What you need to produce from the material below is an exact transcription of the lines from the one with "Mark a point on each instance of the police belt" through the one with "x=534, y=393", both included, and no other line.

- - - - -

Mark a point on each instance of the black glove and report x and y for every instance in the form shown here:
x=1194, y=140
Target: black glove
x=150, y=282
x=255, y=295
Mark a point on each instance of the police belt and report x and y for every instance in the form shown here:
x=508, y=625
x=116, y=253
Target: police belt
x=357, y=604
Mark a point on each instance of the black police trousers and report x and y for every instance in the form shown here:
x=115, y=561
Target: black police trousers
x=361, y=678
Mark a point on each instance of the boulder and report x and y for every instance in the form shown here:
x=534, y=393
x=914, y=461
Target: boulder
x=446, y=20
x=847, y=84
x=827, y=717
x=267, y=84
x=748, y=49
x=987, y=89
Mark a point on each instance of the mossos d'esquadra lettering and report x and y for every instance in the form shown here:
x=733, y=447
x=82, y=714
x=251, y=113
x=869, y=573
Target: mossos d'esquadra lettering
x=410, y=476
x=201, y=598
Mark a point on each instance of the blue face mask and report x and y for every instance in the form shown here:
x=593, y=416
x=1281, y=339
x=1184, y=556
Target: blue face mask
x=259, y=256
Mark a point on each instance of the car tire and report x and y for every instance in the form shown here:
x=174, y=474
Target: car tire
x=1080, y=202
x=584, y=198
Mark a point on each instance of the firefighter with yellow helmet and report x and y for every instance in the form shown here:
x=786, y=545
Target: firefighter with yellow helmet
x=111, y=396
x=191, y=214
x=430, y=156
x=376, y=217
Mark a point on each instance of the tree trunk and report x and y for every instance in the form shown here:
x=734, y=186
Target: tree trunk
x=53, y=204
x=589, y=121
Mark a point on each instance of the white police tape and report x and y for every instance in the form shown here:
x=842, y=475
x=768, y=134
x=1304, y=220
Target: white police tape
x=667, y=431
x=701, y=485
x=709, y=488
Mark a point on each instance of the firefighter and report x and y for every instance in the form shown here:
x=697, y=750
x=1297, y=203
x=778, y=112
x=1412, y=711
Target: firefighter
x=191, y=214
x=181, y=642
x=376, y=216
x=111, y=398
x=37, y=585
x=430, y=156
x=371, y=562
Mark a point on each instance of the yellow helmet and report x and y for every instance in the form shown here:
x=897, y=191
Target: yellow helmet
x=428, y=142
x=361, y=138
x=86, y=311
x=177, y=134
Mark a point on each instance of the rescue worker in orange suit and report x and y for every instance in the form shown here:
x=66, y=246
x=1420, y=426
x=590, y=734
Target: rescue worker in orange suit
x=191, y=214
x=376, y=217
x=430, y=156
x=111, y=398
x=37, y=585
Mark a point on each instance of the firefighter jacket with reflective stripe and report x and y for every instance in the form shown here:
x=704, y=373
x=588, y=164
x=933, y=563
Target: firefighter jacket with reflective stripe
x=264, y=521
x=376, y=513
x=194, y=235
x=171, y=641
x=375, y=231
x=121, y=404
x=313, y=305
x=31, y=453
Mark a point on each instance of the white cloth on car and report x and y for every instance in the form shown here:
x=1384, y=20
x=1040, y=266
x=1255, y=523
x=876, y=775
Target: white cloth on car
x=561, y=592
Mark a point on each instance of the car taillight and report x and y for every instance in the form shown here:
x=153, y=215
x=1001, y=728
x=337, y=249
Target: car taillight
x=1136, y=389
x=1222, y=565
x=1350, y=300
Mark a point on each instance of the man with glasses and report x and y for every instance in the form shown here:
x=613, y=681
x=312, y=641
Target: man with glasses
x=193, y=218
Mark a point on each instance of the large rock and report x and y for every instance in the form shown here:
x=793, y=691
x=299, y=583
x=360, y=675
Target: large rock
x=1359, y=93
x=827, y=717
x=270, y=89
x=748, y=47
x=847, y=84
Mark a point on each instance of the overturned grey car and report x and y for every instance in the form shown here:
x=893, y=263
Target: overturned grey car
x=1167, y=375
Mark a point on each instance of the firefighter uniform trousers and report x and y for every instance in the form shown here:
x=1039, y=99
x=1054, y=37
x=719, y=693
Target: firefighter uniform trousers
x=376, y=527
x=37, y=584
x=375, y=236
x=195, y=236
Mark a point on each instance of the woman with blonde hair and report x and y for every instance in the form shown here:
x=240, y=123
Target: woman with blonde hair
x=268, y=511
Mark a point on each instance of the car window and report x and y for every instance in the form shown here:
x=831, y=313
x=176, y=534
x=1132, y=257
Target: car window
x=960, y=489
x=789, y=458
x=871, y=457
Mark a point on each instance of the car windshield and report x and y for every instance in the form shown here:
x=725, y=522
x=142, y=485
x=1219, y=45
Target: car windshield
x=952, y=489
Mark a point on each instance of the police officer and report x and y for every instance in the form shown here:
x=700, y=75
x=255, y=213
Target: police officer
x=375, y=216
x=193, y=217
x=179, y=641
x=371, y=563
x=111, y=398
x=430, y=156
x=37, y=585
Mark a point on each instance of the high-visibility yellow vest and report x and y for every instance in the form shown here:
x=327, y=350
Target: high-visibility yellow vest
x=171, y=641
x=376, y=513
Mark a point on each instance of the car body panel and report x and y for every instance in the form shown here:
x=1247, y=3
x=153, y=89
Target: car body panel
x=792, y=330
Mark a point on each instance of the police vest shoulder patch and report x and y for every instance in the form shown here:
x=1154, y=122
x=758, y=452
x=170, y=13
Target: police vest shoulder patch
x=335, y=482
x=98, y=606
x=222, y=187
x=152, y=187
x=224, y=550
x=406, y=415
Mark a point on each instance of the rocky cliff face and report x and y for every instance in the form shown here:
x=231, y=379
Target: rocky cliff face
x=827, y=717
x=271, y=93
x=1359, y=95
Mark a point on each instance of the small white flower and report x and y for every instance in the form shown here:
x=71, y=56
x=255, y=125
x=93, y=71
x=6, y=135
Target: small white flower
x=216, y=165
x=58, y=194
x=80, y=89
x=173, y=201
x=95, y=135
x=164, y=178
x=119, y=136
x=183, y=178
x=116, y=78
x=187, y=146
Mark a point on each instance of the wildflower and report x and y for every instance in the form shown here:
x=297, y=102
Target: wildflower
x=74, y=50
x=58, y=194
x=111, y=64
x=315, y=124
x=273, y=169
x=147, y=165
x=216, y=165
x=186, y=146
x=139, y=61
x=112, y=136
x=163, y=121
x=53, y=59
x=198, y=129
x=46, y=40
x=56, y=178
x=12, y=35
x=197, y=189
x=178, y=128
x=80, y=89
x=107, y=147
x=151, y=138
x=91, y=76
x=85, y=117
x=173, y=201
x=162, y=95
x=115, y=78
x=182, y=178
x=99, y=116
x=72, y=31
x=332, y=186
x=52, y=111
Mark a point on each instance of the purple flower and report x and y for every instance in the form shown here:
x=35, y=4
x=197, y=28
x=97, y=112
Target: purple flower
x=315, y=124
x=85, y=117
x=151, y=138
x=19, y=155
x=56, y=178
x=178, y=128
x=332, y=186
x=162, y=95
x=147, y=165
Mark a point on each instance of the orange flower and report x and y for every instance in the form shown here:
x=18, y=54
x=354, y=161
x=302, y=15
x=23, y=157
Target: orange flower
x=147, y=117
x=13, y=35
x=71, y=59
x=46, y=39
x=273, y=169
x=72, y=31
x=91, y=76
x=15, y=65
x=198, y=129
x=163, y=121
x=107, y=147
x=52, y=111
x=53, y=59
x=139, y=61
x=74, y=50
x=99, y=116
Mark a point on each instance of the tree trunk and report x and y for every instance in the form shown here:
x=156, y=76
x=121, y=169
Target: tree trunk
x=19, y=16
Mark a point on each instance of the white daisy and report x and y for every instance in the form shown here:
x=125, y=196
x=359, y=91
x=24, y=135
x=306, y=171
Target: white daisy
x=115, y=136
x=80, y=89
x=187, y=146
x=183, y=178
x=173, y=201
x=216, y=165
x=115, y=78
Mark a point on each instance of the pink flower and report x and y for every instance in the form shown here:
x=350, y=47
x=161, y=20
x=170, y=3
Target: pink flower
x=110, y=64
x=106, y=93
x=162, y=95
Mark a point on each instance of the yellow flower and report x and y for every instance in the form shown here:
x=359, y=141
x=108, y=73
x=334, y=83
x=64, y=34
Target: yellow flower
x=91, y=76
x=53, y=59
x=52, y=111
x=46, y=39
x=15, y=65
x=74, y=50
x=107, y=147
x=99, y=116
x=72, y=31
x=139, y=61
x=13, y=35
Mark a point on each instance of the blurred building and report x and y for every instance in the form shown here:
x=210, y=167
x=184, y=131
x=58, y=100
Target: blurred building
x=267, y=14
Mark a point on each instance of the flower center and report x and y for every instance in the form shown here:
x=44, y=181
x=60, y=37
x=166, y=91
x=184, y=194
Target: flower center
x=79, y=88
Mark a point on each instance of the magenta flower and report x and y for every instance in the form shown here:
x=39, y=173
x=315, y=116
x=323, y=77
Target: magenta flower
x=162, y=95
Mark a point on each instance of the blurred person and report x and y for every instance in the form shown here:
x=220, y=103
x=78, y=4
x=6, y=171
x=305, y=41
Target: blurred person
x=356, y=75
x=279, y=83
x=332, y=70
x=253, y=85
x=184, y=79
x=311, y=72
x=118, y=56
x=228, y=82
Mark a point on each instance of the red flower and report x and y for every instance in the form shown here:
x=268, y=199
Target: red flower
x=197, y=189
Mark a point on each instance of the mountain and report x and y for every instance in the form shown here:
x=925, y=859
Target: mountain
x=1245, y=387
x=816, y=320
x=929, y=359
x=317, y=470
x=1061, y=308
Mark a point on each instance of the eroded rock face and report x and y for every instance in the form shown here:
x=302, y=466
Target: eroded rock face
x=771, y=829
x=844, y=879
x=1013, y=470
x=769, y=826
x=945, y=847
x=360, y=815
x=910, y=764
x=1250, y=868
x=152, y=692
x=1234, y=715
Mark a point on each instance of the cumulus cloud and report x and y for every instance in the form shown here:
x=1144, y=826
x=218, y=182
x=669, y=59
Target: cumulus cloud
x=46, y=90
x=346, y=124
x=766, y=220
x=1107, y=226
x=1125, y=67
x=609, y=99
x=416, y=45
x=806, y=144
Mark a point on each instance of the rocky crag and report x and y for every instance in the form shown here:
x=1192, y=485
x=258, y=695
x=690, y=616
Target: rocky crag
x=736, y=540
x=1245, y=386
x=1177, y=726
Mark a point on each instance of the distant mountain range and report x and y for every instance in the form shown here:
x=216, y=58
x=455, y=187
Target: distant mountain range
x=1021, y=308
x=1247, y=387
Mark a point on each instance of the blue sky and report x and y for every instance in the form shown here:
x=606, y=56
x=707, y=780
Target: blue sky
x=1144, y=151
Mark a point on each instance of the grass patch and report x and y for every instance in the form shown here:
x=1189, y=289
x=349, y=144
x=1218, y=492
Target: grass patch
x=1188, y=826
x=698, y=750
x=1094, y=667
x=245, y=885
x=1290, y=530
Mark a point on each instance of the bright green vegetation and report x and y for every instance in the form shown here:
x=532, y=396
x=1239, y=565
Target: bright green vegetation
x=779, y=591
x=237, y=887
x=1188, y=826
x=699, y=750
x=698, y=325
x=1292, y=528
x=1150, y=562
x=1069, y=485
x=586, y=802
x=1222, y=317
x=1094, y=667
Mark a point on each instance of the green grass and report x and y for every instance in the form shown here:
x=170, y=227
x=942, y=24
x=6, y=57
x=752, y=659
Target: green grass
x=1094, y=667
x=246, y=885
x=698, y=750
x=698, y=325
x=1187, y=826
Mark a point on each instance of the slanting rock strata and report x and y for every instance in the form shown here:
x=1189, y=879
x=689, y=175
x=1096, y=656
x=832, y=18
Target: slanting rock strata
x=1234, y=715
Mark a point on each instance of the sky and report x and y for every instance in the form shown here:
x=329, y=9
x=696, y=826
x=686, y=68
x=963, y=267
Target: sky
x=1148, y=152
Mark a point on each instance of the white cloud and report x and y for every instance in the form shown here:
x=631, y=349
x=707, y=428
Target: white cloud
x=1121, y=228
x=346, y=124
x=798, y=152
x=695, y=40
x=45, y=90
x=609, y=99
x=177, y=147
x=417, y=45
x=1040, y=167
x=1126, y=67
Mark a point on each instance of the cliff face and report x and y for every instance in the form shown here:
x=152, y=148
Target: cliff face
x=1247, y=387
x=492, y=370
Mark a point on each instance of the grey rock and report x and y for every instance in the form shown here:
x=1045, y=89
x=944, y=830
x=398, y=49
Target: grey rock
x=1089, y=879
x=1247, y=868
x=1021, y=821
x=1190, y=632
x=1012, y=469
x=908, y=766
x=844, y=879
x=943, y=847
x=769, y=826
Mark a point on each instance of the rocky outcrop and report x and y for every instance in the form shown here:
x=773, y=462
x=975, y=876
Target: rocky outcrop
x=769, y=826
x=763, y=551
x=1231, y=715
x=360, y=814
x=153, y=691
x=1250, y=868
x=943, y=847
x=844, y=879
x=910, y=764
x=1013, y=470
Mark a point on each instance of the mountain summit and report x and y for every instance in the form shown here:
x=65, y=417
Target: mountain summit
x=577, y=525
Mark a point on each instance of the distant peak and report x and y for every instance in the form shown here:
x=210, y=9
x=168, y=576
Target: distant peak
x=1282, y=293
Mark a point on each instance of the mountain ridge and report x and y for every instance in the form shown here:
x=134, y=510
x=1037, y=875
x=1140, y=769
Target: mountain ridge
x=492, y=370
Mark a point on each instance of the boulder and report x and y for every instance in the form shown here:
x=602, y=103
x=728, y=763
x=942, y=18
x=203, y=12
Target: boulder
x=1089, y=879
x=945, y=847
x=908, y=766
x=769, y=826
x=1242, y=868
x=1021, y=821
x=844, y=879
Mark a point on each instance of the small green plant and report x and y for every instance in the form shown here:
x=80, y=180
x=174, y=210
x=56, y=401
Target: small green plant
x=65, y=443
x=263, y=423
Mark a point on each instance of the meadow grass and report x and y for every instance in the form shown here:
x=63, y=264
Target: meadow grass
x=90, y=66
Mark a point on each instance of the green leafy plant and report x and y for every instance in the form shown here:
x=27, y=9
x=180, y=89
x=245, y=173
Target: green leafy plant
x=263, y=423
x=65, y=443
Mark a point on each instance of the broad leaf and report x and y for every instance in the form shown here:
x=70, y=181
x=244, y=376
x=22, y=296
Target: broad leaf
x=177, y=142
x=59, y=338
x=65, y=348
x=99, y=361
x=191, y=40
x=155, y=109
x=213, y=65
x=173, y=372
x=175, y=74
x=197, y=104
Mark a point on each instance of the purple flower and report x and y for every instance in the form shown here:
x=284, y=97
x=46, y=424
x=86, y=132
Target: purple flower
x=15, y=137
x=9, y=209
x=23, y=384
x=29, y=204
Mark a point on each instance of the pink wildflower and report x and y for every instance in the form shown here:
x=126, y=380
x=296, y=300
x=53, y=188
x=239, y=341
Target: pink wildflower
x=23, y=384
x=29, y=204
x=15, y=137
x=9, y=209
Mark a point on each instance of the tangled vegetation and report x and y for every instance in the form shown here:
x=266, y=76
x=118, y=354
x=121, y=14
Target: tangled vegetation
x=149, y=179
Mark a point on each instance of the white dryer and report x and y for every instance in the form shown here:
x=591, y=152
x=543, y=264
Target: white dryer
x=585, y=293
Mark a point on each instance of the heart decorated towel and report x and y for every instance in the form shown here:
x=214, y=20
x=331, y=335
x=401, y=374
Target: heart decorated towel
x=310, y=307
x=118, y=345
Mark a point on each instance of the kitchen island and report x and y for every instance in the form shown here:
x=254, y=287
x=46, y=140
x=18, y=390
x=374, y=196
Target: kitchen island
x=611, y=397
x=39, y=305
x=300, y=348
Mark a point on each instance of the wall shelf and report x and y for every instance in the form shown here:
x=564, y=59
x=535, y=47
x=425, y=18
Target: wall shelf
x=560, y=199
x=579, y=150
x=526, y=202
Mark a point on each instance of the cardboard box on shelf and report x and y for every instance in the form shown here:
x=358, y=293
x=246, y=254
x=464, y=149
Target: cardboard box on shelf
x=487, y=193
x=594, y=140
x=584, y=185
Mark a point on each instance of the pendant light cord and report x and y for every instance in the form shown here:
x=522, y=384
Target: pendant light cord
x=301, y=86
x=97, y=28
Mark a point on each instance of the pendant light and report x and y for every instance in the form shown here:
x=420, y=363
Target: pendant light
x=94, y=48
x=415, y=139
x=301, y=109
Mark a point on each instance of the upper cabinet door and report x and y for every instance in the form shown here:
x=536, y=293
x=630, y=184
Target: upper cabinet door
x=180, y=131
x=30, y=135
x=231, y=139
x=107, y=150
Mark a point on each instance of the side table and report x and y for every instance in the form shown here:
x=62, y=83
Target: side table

- - - - -

__ANSWER TO THIS TASK__:
Mark a point on each instance of the police belt and report x and y for every instance in the form shown here:
x=508, y=625
x=116, y=253
Target: police belt
x=357, y=604
Mark a point on each instance of the black police trousers and report x and y for every instance in the form shown here:
x=115, y=561
Target: black police trousers
x=361, y=678
Mark a point on each instance of the boulder and report x and y for every instance in the form shown here:
x=534, y=393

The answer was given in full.